Begin STORED ROWS

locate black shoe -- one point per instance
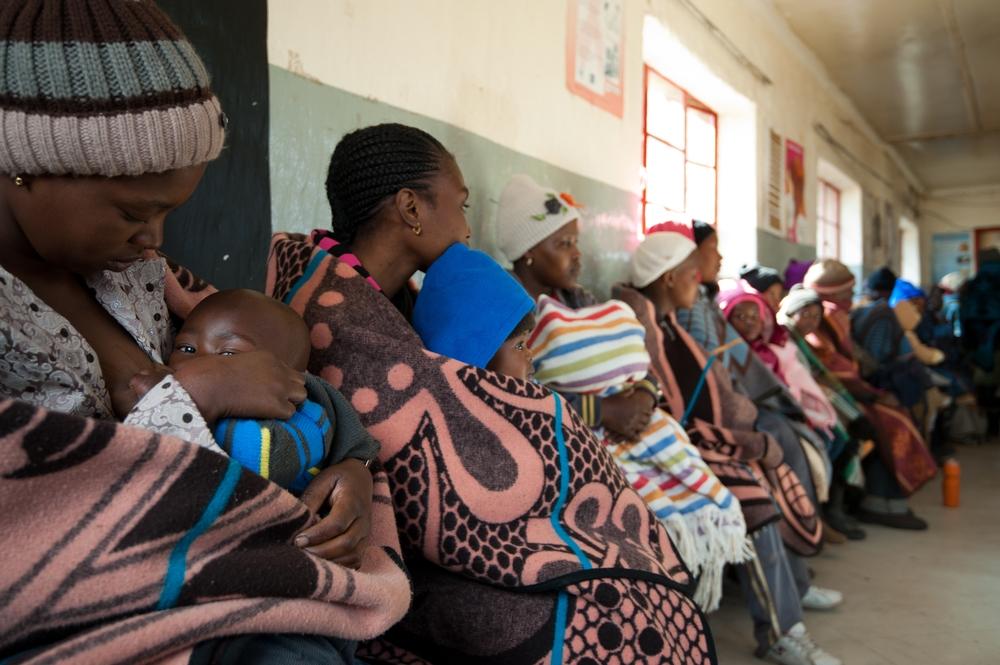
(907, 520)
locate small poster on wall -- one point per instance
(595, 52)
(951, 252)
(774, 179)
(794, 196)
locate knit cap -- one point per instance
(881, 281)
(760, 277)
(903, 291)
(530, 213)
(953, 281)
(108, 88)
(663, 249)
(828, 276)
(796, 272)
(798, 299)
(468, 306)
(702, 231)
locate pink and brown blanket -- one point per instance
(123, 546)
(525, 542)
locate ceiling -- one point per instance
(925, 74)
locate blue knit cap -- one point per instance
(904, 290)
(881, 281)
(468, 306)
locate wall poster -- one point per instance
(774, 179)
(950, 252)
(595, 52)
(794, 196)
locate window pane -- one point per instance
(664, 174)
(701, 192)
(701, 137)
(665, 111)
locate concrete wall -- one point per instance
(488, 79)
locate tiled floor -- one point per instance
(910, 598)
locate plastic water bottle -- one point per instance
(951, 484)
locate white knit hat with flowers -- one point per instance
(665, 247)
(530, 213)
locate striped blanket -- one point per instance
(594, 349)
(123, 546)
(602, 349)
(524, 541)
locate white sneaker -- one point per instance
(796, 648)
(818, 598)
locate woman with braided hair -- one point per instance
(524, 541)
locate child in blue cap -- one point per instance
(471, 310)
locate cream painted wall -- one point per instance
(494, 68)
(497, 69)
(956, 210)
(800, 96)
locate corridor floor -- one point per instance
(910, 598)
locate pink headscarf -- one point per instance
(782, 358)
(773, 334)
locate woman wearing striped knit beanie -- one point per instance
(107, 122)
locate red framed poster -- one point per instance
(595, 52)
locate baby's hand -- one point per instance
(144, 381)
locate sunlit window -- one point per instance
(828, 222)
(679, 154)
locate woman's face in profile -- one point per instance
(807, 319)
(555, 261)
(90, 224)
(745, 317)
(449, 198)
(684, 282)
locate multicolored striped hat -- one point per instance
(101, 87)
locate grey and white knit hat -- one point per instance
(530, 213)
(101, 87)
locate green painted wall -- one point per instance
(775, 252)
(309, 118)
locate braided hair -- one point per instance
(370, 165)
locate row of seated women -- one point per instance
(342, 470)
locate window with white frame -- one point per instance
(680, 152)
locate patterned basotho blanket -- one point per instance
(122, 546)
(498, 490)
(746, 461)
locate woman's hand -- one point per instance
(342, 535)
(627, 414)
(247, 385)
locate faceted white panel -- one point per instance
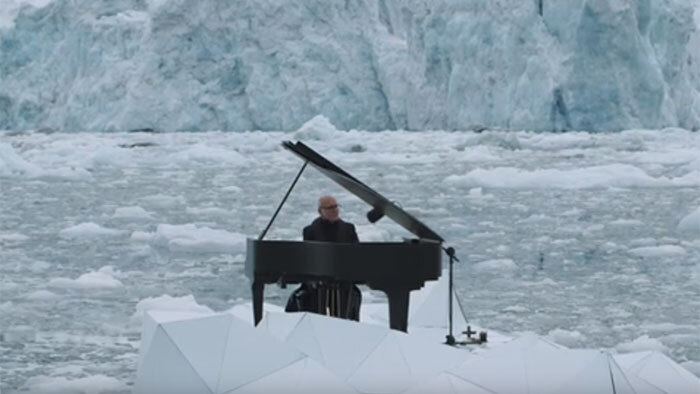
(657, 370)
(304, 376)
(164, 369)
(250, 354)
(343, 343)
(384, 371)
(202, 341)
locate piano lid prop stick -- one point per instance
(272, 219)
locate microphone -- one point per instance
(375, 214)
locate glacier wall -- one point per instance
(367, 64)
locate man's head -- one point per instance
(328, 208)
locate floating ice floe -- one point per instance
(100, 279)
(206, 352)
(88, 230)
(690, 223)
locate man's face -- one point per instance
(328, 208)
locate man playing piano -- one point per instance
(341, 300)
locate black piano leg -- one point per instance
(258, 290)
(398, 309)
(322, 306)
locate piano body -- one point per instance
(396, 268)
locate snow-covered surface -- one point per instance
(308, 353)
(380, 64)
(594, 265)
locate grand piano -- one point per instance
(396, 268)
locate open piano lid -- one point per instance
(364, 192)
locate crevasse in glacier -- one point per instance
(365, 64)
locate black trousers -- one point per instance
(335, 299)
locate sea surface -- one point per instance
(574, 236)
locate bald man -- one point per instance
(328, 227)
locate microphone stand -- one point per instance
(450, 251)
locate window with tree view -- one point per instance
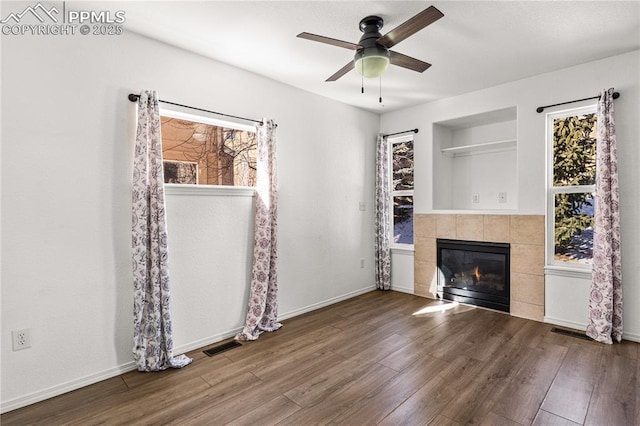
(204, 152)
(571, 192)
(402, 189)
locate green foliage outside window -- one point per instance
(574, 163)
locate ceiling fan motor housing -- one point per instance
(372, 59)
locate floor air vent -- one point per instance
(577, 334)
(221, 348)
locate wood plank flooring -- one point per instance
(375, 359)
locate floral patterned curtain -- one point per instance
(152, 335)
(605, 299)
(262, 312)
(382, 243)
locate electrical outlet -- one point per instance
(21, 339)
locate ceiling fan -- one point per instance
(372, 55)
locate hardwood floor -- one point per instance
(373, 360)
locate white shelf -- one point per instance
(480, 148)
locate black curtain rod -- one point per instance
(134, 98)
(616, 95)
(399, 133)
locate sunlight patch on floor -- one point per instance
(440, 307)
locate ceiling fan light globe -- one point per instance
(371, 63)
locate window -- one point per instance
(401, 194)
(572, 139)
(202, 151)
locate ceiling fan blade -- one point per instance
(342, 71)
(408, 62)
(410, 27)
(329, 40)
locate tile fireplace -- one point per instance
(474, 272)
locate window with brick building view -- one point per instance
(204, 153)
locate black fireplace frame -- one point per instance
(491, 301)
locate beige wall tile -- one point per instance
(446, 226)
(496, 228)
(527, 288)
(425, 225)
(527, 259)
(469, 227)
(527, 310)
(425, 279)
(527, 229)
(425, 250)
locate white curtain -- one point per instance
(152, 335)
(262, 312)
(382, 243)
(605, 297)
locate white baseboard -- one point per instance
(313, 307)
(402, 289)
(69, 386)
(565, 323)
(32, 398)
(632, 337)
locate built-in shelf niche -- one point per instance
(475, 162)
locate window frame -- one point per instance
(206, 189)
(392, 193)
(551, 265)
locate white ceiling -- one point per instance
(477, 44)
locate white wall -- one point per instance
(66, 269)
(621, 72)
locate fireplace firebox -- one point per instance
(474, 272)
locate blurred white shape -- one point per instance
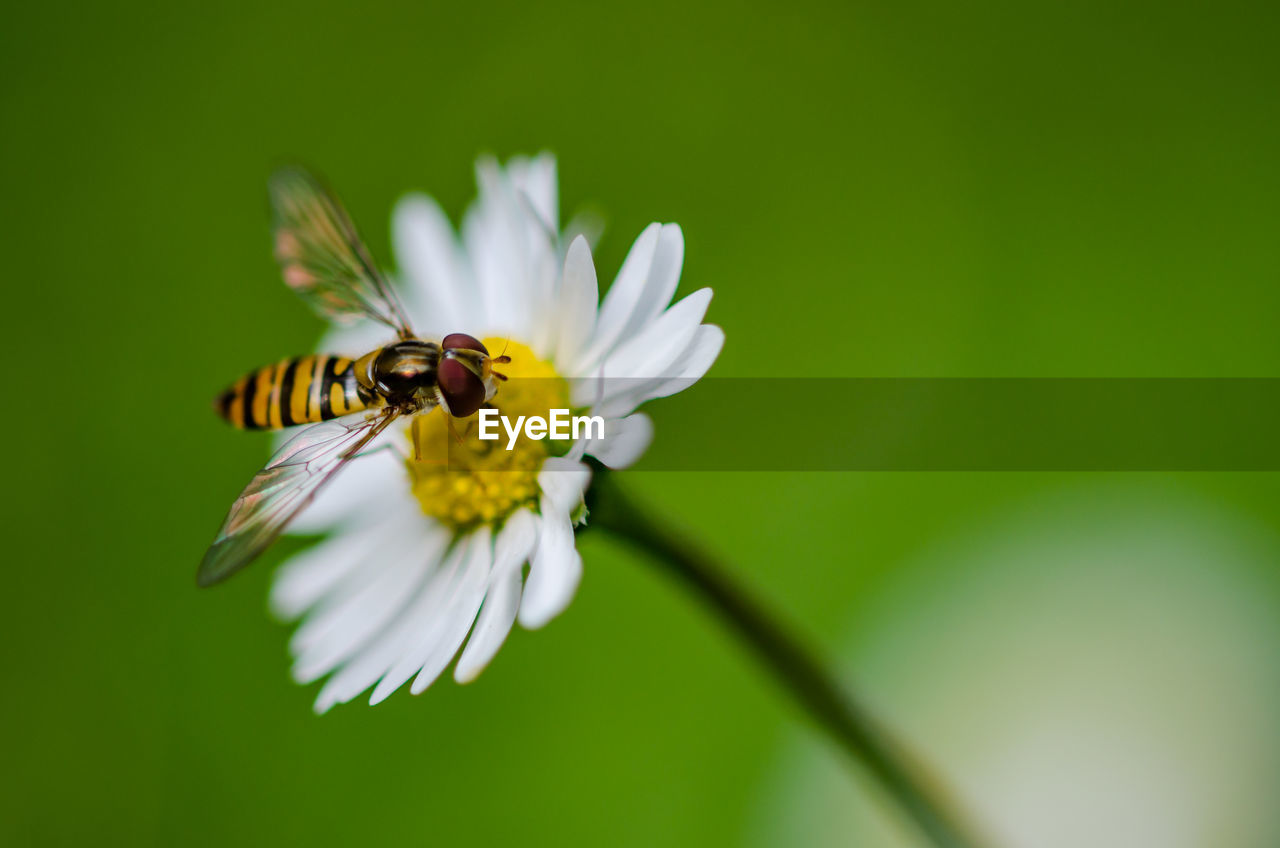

End STORED ROWS

> EXERCISE DIRECTIONS: Reproduce every line of the entries above word for word, leaving out the pictures.

> COMPLETED TASK:
locate black shoe -- one point per instance
(907, 520)
locate small poster on wall -- one point per instance
(595, 52)
(951, 252)
(774, 179)
(794, 196)
locate knit cap -- one point per instance
(881, 281)
(760, 277)
(903, 291)
(530, 213)
(953, 281)
(108, 88)
(663, 249)
(828, 276)
(796, 272)
(798, 299)
(468, 306)
(702, 231)
locate pink and brown blanket -- one point per instance
(123, 546)
(525, 542)
locate ceiling -- one point per instance
(925, 74)
locate blue knit cap -- one point per instance
(904, 290)
(881, 281)
(468, 306)
locate wall poster -- one point per instance
(774, 179)
(950, 252)
(595, 52)
(794, 196)
locate window pane -- one point per instance
(664, 174)
(701, 192)
(701, 137)
(665, 111)
locate concrete wall -- one point per instance
(488, 79)
locate tiled floor -- one point per instance
(910, 598)
locate plastic water bottle -- one point per instance
(951, 484)
locate white knit hat with flowers -- one point per instance
(665, 247)
(530, 213)
locate striped blanket -- one point per instance
(594, 349)
(123, 546)
(602, 349)
(524, 541)
locate white sneaker -- one point per instance
(796, 648)
(818, 598)
locate woman with braided hair -- one point per instance
(524, 541)
locate child in blue cap -- one point per instance
(471, 310)
locate cream painted wall -- one point per instance
(494, 68)
(497, 69)
(956, 210)
(800, 96)
locate corridor floor -- one point per instance
(910, 598)
locate pink headscarf -- one point per instance
(782, 358)
(773, 334)
locate woman wearing striped knit beanie -- one point per instance
(107, 122)
locate red framed poster -- one point per instance
(595, 52)
locate baby's hand -- one point per instance
(144, 381)
locate sunlit window -- one point per instance
(828, 222)
(679, 154)
locate woman's face in profile -- one point per instance
(807, 319)
(555, 261)
(90, 224)
(745, 317)
(449, 198)
(684, 282)
locate multicolored striped hat -- one point per instance
(101, 87)
locate grey and white knit hat -- one point per instance
(530, 213)
(101, 87)
locate green painted wall -- one point per instance
(775, 252)
(309, 118)
locate braided hair -- one point per instance
(370, 165)
locate row of seated women -- one point per instance
(342, 470)
locate window with white frame -- one point per instance
(680, 152)
locate patterned basotho blanket -- one point per instance
(122, 546)
(498, 490)
(746, 461)
locate woman's hand -- one point per instance
(342, 535)
(627, 414)
(247, 385)
locate faceted white panel -- one point per instance
(657, 370)
(304, 376)
(164, 369)
(250, 354)
(343, 343)
(384, 371)
(202, 341)
locate piano lid prop stick -- one point per instance
(272, 219)
locate microphone -- one point per instance
(375, 214)
locate glacier wall -- one point per instance
(367, 64)
locate man's head -- one point per instance
(328, 208)
locate floating ice floe -- one point per instance
(100, 279)
(206, 352)
(88, 230)
(690, 223)
locate man's face -- one point per instance
(328, 208)
locate man playing piano -- one point per instance
(341, 300)
locate black piano leg -- one point per instance
(258, 290)
(398, 309)
(322, 306)
locate piano body -- one point per instance
(396, 268)
locate snow-covered surface -- one point per instance
(308, 353)
(380, 64)
(594, 265)
locate grand piano -- one point per instance
(396, 268)
locate open piano lid -- one point per instance
(364, 192)
locate crevasse in glacier -- one point per instance
(365, 64)
locate black trousers -- one point per instance
(335, 299)
locate sea surface -- one point per instance
(574, 236)
locate bald man -- one point per instance
(328, 227)
locate microphone stand -- one point per instance
(450, 251)
locate window with tree view -- one point per instance
(204, 152)
(571, 192)
(402, 189)
locate green foliage outside window -- one point per instance
(574, 163)
locate ceiling fan motor housing -- one point per instance
(372, 59)
locate floor air vent -- one point per instance
(577, 334)
(221, 348)
locate wood plank flooring -- one point per instance
(375, 359)
locate floral patterned curtain -- one point per instance
(152, 335)
(605, 299)
(262, 312)
(382, 243)
locate electrical outlet -- one point per instance
(21, 339)
locate ceiling fan -- one point per instance
(372, 55)
locate hardwood floor -- one point per instance
(373, 360)
locate white shelf -- one point per instance
(480, 148)
locate black curtain rod -- one point per instance
(134, 98)
(616, 95)
(399, 133)
locate sunlight patch on floor -- one point per instance
(440, 307)
locate ceiling fan light globe -- one point per instance
(371, 63)
locate window -- one point per instance
(401, 194)
(572, 139)
(202, 151)
locate ceiling fan blade -- one point per instance
(342, 71)
(408, 62)
(410, 27)
(329, 40)
locate tile fireplace -- one point per instance
(474, 272)
locate window with brick building view -- one point per instance
(204, 153)
locate black fireplace frame -- one point per instance
(491, 301)
locate beige wall tile -- one point per instance
(446, 226)
(496, 228)
(527, 288)
(425, 225)
(527, 259)
(469, 227)
(527, 310)
(425, 279)
(527, 229)
(425, 250)
locate white curtain -- one point per instance
(152, 335)
(262, 312)
(382, 243)
(605, 297)
locate white baseboard -- one point per instance
(313, 307)
(402, 289)
(69, 386)
(565, 323)
(32, 398)
(632, 337)
locate built-in shelf niche -- one point per instance
(475, 162)
locate window frame -- one point per instance
(206, 189)
(392, 193)
(551, 265)
locate white ceiling -- one point per instance
(477, 44)
locate white wall -- one point per instance
(66, 269)
(621, 72)
locate fireplace firebox -- one point per instance
(474, 272)
locate blurred white shape -- one point per instance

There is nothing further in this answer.